#### [Исходный текст]

════

ListenSeeDo - Разработка сайтов, лендинг-страниц, интернет-магазинов!
Русь Триединая - НА САМОЛЕТЕ ИЗ КОНЦЛАГЕРЯ
Поиск

polet123456.jpgЭту историю долго скрывали в Советском Союзе и Германии.
8-го февраля 1945 г. в восьми километрах от линии фронта, в районе города Вольдемберга, севернее Варшавы, советские зенитчики сбили немецкий бомбардировщик «Хейнкель-111». Солдаты, окружившие замерший на земле самолет с черными крестами на фюзеляже, не ведали, что являются первыми свидетелями одного из ярких эпизодов второй мировой войны.
История эта началась в далеком сорок четвертом году с допроса пленного советского летчика. Допрос продолжается долго. Сотрудник военной разведки действует хитростью и лестью. Пленный от сотрудничества отказывается.
...В зале Будянского фаянсового завода, где демонстрируется фильм, вспыхивает электрический свет: киномеханик меняет ленту.

Взгляды всех присутствующих, обращаются к человеку, который сидит в первом ряду. Он внешне спокоен, лишь стиснутые, чуть дрожащие губы выдают его волнение. Это главный герой только что показанной киноленты. В сценах допросов он отсутствует, остается по замыслу режиссера за кадром. Мы слышим только его голос.
Вопросы и ответы — подлинные. Гитлеровцы тогда применили скрытый магнитофон, записали допросы на пленку. В конце войны ее вместе с другими трофеями захватили союзники. Запись была использована одним английским историком при подготовке книги о мужестве советского летчика.
Звали его Михаил Петрович Девятаев. Он родился в 1917 г. в селе Торбеево около Саранска. Он с детства страстно мечтал стать военным летчиком, не зная, через какие испытания проведет его этот властный зов судьбы. И в этих испытаниях выявится величие, на которое способен человеческий дух.
Когда допросы в штабе 6-й армии, затем в варшавском центре военной разведки ничего не дали, Девятаева с группой пленных летчиков отправили в лагерь на окраине городка Кляйнкенигсберг. Но фронтовики, которые к тому времени познали радость военных побед, замыслили побег.

════

#### [Поставленные задачи]
1. Отредактируйте отрывок исходного текста от «polet123456.jpgЭту историю долго» до «второй мировой войны.» включительно, поставив «штурмовик» вместо «бомбардировщик».
2. Приведите каждую строку записей, в которой есть слово «reed». Регистр букв учитывается.

#### [Извлеченные сведения]
════

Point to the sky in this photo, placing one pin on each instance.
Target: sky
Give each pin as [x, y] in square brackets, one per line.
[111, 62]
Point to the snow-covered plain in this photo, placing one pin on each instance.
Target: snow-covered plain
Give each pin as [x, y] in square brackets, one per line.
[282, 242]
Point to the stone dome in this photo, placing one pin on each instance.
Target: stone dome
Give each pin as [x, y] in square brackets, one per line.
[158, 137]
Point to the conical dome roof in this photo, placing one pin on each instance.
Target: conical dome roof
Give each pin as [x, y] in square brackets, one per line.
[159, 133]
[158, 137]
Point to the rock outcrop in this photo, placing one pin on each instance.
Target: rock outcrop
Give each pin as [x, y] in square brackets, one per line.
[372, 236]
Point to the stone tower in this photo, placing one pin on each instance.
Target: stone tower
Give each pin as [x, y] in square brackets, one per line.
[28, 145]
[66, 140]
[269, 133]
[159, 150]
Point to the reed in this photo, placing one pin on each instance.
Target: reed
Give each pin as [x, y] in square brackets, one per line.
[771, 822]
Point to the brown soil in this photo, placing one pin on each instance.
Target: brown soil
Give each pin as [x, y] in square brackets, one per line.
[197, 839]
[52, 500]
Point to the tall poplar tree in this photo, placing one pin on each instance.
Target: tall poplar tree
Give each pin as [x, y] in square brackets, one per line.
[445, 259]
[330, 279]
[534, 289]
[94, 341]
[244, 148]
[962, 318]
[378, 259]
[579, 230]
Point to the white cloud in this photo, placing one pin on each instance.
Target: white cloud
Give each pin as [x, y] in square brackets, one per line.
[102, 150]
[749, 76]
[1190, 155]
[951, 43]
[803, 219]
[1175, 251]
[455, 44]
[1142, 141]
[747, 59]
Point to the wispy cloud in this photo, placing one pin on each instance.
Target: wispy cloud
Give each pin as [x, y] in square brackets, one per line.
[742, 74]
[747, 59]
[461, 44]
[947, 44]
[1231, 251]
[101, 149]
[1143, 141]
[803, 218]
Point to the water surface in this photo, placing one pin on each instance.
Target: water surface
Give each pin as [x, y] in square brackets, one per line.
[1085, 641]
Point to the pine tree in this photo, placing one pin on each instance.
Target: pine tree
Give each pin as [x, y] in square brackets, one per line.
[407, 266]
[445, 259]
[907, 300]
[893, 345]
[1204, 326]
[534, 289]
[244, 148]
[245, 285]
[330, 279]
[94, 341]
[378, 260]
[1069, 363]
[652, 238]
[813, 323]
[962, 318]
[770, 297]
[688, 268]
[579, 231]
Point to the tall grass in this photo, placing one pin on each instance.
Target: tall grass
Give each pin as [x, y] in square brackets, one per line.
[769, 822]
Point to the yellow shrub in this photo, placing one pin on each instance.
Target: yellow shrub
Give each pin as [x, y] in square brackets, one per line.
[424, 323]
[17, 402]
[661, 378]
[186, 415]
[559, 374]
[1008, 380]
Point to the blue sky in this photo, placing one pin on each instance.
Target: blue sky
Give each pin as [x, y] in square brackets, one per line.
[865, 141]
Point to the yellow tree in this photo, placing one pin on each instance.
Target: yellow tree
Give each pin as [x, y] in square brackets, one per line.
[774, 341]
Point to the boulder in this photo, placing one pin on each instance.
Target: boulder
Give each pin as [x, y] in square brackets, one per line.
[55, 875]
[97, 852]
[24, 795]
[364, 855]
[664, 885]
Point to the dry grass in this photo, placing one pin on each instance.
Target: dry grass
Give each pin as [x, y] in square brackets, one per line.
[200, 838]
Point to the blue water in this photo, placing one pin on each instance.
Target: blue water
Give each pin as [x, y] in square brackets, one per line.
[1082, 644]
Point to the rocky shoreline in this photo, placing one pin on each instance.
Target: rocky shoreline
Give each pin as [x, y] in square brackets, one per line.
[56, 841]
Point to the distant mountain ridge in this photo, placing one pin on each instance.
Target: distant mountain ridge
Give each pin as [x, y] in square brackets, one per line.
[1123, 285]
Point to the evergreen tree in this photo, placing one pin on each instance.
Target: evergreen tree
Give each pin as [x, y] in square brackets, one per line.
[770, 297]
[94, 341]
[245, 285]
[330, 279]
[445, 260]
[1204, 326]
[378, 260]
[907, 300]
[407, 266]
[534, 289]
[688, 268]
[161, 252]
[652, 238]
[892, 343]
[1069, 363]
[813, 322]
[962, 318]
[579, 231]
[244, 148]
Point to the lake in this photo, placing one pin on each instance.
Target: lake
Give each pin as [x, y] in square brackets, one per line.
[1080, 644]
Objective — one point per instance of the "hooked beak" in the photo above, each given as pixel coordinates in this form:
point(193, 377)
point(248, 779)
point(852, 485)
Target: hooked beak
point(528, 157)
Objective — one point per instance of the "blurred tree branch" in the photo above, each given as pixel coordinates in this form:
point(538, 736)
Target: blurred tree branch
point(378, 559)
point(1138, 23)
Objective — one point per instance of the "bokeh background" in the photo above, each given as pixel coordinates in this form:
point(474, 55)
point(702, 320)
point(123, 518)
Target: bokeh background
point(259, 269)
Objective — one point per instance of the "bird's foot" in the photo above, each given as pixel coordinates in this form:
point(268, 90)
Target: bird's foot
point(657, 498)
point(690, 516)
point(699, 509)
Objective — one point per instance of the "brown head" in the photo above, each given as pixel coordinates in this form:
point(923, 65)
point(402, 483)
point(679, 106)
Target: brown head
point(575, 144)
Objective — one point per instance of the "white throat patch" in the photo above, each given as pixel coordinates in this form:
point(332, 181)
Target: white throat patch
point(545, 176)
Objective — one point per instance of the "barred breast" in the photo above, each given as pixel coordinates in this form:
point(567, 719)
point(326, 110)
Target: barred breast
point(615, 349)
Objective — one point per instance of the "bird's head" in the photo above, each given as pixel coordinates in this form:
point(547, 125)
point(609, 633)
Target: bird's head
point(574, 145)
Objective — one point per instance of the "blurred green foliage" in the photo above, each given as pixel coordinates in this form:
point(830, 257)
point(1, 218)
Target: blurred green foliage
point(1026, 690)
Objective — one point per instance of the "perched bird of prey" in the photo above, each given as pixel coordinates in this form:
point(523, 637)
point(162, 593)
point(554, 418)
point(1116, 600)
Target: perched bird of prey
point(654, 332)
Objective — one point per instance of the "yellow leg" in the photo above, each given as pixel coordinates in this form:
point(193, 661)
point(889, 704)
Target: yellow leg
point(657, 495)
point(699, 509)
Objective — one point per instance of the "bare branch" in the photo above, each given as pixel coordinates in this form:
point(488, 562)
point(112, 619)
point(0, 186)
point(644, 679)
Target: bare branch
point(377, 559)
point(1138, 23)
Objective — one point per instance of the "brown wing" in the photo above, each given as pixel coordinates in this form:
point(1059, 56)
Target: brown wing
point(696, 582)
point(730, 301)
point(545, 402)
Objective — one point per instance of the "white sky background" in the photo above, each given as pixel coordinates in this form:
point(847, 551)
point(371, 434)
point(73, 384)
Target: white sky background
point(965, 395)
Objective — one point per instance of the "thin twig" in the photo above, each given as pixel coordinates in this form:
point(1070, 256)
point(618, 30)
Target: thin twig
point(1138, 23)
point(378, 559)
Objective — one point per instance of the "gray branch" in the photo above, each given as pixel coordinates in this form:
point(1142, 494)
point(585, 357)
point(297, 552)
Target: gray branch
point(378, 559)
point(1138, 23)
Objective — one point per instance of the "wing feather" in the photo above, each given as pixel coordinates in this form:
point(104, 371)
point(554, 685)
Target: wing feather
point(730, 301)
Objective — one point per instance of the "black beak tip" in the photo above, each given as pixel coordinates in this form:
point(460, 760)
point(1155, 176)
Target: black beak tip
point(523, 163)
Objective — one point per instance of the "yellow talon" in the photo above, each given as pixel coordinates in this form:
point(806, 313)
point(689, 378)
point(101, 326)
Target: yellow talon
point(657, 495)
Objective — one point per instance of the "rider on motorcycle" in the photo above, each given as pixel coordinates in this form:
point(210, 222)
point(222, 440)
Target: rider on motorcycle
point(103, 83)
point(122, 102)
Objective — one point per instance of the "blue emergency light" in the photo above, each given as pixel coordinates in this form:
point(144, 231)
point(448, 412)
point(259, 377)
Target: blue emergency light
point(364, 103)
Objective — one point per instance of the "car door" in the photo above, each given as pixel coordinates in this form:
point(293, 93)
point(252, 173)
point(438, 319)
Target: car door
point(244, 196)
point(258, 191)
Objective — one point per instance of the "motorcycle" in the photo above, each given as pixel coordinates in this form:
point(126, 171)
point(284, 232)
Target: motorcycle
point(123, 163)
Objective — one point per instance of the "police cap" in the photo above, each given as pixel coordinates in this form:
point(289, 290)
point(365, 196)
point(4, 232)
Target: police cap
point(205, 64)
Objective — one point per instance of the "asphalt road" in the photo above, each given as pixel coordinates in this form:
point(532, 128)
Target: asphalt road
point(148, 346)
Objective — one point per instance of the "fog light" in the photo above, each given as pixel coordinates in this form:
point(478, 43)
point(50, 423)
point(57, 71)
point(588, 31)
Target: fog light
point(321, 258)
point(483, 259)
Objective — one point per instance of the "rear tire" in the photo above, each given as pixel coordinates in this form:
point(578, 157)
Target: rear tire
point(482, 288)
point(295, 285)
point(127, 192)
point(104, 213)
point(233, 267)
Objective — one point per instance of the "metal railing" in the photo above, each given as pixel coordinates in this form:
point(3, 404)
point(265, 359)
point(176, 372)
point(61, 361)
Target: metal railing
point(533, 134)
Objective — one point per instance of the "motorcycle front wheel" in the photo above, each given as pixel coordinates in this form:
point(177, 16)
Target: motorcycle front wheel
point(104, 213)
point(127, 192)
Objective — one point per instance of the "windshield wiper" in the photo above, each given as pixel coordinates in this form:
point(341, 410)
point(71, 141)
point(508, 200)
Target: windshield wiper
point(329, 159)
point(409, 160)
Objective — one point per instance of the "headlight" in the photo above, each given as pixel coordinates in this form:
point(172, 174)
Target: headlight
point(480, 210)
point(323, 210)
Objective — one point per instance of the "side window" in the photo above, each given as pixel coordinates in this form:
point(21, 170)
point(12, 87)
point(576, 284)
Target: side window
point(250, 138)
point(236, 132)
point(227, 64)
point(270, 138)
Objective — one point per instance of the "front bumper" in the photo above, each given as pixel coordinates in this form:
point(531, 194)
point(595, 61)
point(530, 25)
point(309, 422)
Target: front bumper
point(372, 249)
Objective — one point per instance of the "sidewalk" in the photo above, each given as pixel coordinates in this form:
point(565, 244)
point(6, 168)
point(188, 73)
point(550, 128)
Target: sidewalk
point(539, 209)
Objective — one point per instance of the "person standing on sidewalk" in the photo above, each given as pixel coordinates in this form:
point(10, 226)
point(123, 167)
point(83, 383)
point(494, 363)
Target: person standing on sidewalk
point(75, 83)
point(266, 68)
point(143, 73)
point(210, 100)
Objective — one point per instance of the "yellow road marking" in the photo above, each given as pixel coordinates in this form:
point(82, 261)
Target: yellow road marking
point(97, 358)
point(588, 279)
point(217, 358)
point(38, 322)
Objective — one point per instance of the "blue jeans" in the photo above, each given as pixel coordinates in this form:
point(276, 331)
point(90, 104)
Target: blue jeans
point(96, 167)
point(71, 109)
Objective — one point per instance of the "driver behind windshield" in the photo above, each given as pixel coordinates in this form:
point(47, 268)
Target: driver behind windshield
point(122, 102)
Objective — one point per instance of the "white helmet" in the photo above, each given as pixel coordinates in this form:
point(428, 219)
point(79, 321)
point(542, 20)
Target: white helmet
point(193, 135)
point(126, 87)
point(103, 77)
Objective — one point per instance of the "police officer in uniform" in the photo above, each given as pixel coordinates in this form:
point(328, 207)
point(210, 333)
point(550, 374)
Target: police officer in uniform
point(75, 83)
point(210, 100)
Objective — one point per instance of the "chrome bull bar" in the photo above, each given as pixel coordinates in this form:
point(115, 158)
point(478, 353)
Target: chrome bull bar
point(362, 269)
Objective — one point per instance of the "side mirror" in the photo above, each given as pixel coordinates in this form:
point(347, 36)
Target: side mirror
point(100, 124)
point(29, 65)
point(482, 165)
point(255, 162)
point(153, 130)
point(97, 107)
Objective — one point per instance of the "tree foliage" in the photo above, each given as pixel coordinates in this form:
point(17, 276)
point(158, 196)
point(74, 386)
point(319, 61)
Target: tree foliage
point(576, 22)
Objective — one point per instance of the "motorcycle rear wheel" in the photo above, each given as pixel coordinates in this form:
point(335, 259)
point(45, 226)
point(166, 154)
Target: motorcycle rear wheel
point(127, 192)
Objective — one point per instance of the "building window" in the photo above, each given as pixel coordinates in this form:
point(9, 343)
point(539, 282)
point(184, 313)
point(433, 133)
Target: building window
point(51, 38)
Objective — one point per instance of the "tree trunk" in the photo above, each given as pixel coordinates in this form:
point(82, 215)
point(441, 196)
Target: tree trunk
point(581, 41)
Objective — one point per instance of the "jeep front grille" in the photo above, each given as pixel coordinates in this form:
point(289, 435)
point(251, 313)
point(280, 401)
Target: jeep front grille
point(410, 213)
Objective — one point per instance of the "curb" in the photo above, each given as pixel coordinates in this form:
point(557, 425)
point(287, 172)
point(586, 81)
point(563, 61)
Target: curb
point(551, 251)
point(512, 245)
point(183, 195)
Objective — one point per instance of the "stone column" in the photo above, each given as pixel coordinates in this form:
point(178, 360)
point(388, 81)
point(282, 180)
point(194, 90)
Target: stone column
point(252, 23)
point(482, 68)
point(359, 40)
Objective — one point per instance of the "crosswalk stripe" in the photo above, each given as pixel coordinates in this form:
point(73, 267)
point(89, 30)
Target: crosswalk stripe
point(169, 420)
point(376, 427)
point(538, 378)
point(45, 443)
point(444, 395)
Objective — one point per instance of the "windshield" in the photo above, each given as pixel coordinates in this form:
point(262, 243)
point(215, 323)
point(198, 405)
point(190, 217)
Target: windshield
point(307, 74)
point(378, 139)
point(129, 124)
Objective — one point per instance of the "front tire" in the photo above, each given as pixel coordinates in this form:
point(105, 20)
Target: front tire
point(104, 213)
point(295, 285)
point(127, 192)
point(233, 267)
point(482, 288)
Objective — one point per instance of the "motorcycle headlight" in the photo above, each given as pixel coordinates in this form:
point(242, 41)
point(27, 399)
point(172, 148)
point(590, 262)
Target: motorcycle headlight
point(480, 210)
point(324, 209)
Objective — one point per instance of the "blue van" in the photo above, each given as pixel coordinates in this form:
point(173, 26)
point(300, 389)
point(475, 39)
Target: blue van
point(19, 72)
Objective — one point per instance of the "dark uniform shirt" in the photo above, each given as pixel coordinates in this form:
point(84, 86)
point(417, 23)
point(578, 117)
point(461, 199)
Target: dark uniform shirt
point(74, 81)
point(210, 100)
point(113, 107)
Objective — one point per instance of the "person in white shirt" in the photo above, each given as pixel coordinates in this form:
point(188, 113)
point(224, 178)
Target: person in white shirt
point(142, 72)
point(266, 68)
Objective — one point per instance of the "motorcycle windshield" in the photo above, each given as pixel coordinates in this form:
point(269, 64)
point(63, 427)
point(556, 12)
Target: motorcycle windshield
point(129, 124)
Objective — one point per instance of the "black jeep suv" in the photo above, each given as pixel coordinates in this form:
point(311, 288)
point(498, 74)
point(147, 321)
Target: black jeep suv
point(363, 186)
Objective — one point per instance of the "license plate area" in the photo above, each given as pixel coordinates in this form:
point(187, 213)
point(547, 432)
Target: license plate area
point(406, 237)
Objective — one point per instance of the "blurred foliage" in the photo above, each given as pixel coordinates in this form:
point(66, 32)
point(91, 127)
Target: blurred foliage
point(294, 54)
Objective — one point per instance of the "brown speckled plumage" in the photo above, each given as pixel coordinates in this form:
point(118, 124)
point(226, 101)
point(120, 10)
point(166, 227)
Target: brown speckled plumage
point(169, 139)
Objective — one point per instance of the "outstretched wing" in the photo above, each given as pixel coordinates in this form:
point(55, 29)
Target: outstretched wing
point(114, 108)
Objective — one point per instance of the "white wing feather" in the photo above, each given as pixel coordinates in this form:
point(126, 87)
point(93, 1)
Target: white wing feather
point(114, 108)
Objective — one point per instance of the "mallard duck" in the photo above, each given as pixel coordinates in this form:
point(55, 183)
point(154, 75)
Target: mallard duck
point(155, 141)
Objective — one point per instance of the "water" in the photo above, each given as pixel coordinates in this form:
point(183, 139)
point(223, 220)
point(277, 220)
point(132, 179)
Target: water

════

#### [Ожидаемые результаты]
1.
polet123456.jpgЭту историю долго скрывали в Советском Союзе и Германии.
8-го февраля 1945 г. в восьми километрах от линии фронта, в районе города Вольдемберга, севернее Варшавы, советские зенитчики сбили немецкий штурмовик «Хейнкель-111». Солдаты, окружившие замерший на земле самолет с черными крестами на фюзеляже, не ведали, что являются первыми свидетелями одного из ярких эпизодов второй мировой войны.

2.
Point to the reed in this photo, placing one pin on each instance.
Target: reed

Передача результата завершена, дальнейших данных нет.